→ Instructions for the task
Collect every line in the items below that contains the word "brick", and copy each one. Case counts.

→ Listed records
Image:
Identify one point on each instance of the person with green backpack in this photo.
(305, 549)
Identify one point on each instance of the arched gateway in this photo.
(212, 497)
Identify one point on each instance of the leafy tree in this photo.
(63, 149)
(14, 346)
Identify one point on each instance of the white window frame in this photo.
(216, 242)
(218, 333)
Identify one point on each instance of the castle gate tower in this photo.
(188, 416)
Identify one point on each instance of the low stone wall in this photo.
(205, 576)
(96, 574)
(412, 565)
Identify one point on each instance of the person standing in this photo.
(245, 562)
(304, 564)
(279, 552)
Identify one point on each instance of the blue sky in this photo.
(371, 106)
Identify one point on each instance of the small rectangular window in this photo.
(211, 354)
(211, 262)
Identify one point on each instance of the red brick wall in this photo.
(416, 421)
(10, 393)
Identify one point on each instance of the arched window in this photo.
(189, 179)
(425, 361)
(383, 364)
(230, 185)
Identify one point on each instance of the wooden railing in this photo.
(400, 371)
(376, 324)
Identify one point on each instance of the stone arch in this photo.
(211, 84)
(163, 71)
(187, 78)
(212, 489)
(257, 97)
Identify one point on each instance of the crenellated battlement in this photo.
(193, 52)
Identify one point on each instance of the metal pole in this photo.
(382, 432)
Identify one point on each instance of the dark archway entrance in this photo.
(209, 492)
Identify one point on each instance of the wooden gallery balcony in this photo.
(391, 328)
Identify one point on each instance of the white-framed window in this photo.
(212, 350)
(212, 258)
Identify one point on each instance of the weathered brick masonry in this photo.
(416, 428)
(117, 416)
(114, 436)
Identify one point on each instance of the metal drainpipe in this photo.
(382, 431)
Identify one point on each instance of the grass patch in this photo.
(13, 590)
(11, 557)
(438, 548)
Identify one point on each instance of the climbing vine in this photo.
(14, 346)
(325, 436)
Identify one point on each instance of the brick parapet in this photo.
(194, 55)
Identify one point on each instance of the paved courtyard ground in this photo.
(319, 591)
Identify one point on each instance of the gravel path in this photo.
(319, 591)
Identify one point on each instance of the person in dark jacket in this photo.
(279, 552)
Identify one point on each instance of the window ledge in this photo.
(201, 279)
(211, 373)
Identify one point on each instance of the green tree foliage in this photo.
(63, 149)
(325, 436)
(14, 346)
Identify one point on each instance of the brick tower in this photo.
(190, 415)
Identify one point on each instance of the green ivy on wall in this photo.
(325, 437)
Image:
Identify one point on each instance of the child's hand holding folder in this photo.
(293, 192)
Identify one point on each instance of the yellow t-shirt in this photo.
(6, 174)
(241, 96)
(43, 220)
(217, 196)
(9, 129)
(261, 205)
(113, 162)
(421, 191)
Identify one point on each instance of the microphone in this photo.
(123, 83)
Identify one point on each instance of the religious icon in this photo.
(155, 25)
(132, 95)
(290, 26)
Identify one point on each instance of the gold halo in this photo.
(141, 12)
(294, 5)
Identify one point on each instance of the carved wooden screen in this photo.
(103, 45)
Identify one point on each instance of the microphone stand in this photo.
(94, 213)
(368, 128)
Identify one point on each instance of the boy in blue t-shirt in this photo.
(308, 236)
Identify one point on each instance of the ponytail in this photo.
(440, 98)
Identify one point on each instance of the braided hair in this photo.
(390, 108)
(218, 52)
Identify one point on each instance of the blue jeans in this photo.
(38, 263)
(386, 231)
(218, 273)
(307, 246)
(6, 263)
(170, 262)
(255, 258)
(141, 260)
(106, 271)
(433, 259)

* * *

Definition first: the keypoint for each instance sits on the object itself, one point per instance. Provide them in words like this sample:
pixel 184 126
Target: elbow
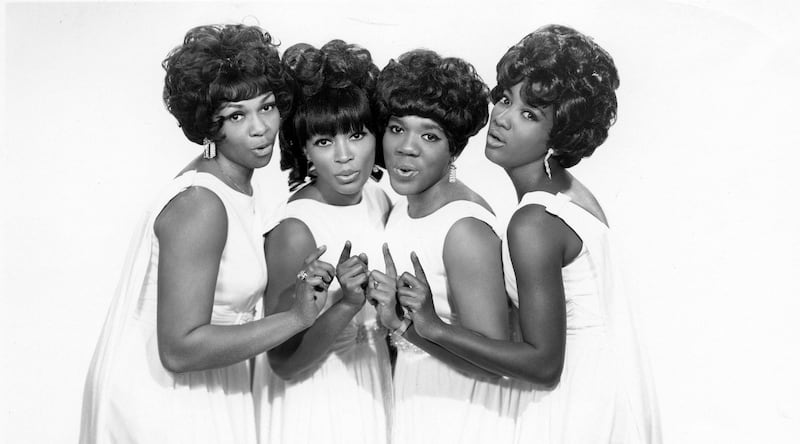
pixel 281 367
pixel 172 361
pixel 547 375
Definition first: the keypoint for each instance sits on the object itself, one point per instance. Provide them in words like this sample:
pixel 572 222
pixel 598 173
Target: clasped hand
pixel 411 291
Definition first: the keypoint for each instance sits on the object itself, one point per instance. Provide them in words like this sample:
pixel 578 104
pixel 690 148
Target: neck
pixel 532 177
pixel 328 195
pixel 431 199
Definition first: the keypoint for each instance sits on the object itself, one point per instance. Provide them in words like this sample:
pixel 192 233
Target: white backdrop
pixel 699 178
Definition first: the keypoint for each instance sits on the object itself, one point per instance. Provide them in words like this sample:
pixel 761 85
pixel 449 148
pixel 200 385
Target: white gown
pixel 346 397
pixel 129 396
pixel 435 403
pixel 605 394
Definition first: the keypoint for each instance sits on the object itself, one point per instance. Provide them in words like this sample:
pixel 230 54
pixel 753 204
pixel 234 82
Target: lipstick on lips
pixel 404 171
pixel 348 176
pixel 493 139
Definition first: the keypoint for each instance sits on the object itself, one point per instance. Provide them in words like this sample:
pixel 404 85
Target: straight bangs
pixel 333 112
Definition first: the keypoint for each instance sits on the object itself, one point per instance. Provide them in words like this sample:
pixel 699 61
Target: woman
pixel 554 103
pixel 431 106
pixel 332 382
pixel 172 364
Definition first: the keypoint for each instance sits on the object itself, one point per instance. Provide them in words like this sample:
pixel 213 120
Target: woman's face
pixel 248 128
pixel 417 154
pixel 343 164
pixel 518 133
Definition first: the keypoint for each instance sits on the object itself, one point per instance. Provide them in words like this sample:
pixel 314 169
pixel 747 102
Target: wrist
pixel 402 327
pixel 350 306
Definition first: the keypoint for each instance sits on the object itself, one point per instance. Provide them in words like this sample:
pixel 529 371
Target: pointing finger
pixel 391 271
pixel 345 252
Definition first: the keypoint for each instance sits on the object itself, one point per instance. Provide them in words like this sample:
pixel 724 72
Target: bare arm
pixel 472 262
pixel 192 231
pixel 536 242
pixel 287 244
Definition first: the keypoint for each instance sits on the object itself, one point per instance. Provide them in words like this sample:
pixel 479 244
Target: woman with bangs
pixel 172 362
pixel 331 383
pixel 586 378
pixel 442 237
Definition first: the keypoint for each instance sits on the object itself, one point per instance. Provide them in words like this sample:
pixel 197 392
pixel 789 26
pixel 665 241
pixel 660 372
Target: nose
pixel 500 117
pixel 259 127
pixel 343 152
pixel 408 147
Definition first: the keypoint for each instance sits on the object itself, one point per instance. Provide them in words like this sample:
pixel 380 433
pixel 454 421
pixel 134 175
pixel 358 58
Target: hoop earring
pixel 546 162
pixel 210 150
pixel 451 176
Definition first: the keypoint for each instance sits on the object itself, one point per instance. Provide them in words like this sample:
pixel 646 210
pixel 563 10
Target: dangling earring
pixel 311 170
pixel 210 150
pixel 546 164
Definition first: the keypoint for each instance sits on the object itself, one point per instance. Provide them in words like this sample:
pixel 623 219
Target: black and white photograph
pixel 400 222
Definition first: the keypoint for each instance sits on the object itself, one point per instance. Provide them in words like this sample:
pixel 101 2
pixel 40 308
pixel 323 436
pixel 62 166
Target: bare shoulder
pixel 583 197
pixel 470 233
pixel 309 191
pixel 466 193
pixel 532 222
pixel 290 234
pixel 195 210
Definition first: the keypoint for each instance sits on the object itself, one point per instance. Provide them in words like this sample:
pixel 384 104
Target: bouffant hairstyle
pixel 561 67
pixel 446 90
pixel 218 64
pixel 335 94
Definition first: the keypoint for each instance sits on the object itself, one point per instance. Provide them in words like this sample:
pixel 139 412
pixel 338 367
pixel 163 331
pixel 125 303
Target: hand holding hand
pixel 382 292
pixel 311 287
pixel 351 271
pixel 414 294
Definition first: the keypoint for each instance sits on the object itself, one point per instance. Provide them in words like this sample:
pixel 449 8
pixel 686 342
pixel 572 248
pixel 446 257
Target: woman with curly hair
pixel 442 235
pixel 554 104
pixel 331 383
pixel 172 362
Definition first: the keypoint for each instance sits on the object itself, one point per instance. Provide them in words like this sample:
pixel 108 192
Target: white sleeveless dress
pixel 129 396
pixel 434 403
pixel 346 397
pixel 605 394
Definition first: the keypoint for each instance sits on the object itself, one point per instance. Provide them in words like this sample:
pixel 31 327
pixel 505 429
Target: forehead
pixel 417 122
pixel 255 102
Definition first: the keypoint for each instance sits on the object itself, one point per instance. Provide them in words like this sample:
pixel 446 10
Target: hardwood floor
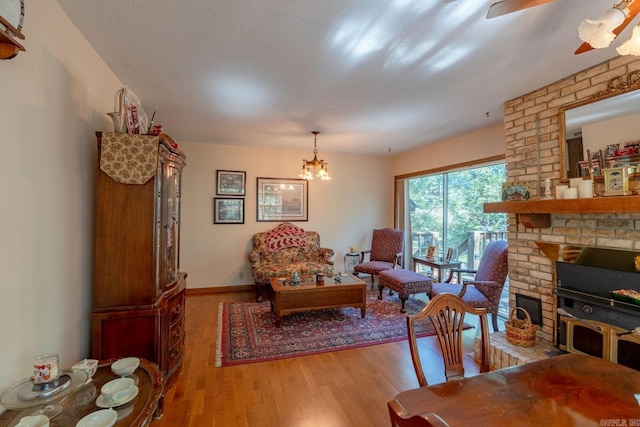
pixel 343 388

→ Exercise response
Identify one point on each instance of the red brick wall in this photo.
Identify one point on each instance of the weathered brick masonry in this photo.
Identify one point on each instance of the brick parapet in this photo.
Identify one point on each instance of the brick tower in this photo.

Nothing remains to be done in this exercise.